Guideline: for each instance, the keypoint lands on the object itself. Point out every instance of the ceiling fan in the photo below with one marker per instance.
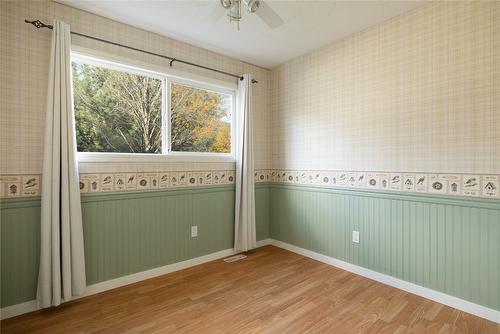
(264, 12)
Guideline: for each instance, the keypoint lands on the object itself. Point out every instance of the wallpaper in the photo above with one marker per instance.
(24, 71)
(418, 93)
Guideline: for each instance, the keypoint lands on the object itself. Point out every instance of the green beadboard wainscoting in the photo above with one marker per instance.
(125, 233)
(448, 244)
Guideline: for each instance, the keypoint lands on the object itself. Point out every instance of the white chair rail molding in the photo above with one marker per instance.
(263, 166)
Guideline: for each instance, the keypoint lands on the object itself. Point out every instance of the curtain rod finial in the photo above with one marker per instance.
(38, 24)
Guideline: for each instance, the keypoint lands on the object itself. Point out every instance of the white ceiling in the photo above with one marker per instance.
(308, 24)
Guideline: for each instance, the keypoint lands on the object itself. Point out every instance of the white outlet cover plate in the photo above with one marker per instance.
(355, 236)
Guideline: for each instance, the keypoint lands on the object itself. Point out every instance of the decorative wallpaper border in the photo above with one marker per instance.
(30, 185)
(440, 184)
(486, 186)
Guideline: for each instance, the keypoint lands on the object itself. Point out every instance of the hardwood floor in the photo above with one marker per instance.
(271, 291)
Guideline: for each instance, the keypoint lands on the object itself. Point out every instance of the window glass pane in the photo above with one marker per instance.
(116, 111)
(200, 120)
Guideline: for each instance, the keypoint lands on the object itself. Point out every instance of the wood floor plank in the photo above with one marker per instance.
(271, 291)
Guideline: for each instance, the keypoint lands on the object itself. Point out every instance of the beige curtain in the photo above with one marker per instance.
(244, 229)
(62, 264)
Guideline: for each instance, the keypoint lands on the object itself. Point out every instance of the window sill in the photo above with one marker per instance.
(177, 157)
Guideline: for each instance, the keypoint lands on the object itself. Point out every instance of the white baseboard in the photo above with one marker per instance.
(18, 309)
(463, 305)
(30, 306)
(460, 304)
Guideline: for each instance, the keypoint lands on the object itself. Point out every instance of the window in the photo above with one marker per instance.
(122, 109)
(200, 119)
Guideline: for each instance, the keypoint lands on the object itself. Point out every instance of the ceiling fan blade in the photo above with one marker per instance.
(268, 15)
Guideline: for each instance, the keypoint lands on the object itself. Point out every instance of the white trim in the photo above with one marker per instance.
(18, 309)
(460, 304)
(100, 157)
(230, 83)
(86, 56)
(31, 306)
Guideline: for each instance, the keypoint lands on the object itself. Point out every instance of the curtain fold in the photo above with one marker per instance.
(62, 262)
(244, 229)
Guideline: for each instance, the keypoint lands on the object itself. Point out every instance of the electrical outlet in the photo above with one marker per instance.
(355, 237)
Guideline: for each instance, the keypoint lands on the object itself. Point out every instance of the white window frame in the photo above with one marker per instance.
(167, 79)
--------------------------------
### How to complete this task
Return every record exactly, minus the pictures.

### Exercise response
Guideline: for each instance, the keypoint lands on the object itself. Point out every instance of the ceiling fan in the photo below with one marker per instance.
(264, 12)
Guideline: for each instance, the keypoint lands on the object itself. Point out every instance of the wallpaper in the photo above with one marker per instance.
(24, 71)
(418, 93)
Guideline: for each instance, the keypoint lands on the object itself. Point out every instance of the green beadboard wainscoting in the photo above with one marker per instance.
(125, 233)
(448, 244)
Guideline: for each instance, the keypoint lands on the object itself. Point out every instance of the white chair rail molding in the photo above with one marker per instance.
(263, 166)
Guideline: for each instance, the keypoint lands on the object itself. Point out every instance of the curtain rod finial in the photo above with one marker per instance.
(38, 24)
Guideline: for each instance, the keypoint lands on the object itself. Point out every instance of the white ceiling in the photo above with one marker per instance.
(308, 24)
Guideline: for each instance, the keypoint lands on the object itself. Point out every instance of the white outlet cover plate in the photo above with one marker per instance.
(355, 236)
Guideline: for each instance, the keypoint lands on the object itself. Point out every instance of the decorative wallpaper border in the photo above with one marker per instance.
(30, 185)
(440, 184)
(486, 186)
Guideline: for each instance, the keypoint lands on the object itself. Point out every instance of the hardwood floor in the photo above with one marker per instance.
(271, 291)
Guideline: for each instance, the keypoint lands on the object itself. Point out every instance of the window glass pane in the photo above with one marker per instance.
(116, 111)
(200, 120)
Guideline: for each instance, the keypoint lands on the object itself. Point out every instance of the wood floor plank in the photo above with one marker per instance.
(271, 291)
Guideline: for each instance, the keypoint lands on the object itself. Point out every instance of the beige curtain in the photo above with one marker per instance.
(244, 229)
(62, 264)
Guideline: for each instance, the keypoint lands on the object itself. Point out every instance of the window sill in the photo above with one marker per instance.
(177, 157)
Guideline: for each instance, the keypoint lands on the object itself. Point out every instance of the white baseboard in the photo above with one marker per instance.
(18, 309)
(463, 305)
(30, 306)
(460, 304)
Guideline: for each instance, the keypoint lands on the object itself. Point out every instance of the window in the photo above with one marker per instance.
(122, 109)
(200, 119)
Guideline: for each instance, the keypoint lands on the object itself. Point out every instance of the ceiling fan blade in the photo above with one marker per instance.
(268, 15)
Guideline: for each instance, the keypoint lands on the object itself. Point out every instance of the white trim in the photo above with one marker per instance.
(18, 309)
(460, 304)
(100, 157)
(230, 83)
(86, 56)
(31, 306)
Guideline: for each instance, the keypoint lands on the object itself. Point out every instance of the curtain fold in the photo above with one marker per instance.
(62, 262)
(244, 229)
Guideline: for each instance, the keypoint lands on the object itself. Point out every instance of the electrical outlet in the photo above with one marker per instance.
(355, 237)
Guideline: for each instance, the keypoint lands on the object itself. Point out every instance of the white window frame in the photo above with one marker per instance.
(167, 79)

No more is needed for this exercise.